-------- REKORDY DO PRZETWORZENIA
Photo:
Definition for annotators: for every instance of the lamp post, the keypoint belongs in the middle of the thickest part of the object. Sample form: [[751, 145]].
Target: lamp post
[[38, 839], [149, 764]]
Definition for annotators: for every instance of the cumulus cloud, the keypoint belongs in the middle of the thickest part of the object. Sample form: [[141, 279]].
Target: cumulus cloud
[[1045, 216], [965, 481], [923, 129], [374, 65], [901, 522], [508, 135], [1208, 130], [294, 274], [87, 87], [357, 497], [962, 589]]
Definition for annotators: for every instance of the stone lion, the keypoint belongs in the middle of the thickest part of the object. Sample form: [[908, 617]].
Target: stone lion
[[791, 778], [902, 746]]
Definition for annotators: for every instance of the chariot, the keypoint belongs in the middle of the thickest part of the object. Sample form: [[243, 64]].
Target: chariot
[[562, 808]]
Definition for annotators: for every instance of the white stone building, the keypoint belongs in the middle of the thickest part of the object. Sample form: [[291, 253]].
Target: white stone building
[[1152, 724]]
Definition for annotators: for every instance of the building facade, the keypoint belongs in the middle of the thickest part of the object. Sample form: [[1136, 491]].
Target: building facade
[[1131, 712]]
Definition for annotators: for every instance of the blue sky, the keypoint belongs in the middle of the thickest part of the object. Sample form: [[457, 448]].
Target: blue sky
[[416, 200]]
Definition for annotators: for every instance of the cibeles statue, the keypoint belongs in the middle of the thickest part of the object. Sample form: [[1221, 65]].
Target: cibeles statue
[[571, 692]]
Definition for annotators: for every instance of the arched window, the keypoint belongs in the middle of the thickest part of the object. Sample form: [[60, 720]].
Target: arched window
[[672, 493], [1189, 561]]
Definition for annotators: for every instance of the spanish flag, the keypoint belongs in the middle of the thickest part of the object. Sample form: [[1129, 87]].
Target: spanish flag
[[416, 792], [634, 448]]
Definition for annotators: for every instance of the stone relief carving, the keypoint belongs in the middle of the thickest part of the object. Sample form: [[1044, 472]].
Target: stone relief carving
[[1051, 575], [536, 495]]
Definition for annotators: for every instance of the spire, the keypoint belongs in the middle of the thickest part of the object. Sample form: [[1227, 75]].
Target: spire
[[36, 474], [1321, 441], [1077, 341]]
----------------
→ **POLECENIE**
Przedstaw wszystkie powyższe rekordy jako dwukolumnowy plik CSV z kolumnami „tekst” i „odpowiedź”, po jednym wierszu na rekord. Każdą wartość umieść w jednym polu w cudzysłowie, a podziały wierszy zamień na spacje.

→ **WYNIK ZADANIA**
tekst,odpowiedź
"Photo: Definition for annotators: for every instance of the lamp post, the keypoint belongs in the middle of the thickest part of the object. Sample form: [[751, 145]]. Target: lamp post","[[38, 839], [149, 764]]"
"Definition for annotators: for every instance of the cumulus cloud, the keypoint belongs in the middle of the thickest part of the object. Sample form: [[141, 279]]. Target: cumulus cloud","[[1045, 216], [965, 481], [923, 129], [374, 65], [901, 522], [508, 135], [1208, 130], [294, 274], [87, 87], [357, 497], [962, 589]]"
"Definition for annotators: for every instance of the stone lion, the keypoint belongs in the middle of the thickest part of the object. Sample form: [[908, 617]]. Target: stone lion","[[791, 778], [902, 746]]"
"Definition for annotators: for every instance of the chariot, the keypoint belongs in the middle of the thickest part of the object. Sample form: [[243, 64]]. Target: chariot","[[562, 808]]"
"Definition for annotators: for every instance of the white stone building, the keypoint belongs in the middle of the thickest part of the object. Sample form: [[291, 253]]. Target: white stone building","[[1152, 724]]"
"Definition for annotators: for every instance of the building facade, the keypoint belongs in the middle of the thickest part of the object. Sample form: [[1136, 491]]. Target: building facade","[[1131, 712]]"
"Definition for annotators: for every instance of the blue sky, the keypoint belongs in the middle of the thickest part of the object. Sample form: [[457, 448]]. Target: blue sky","[[416, 200]]"
"Definition for annotators: for every instance of the cibeles statue, the keypoint belongs in the middle of the thickest part of the object. Sample form: [[1221, 65]]. Target: cibeles statue","[[571, 692]]"
"Definition for annotators: for every instance of the arched window, the keypoint belongs in the middle of the thickest part of the object. Sample form: [[60, 720]]. Target: arched window","[[672, 493], [1189, 561]]"
"Definition for annotators: for every instance of the spanish flag, the keypoint belongs in the middle of the thickest part of the object. Sample form: [[1129, 87]]. Target: spanish flag","[[416, 792], [634, 448]]"
"Definition for annotators: for every instance of the stone relief carving, the keypoint belongs in the middle of the thickest part of the object. Sample form: [[1044, 472]]. Target: stone relief carving","[[1051, 575], [536, 495]]"
"Definition for annotators: for every instance of the spire, the keypoint belongs in the middle of the thickest part of the object. Sample form: [[1227, 75]]. Target: spire","[[36, 474], [1321, 441], [1077, 341]]"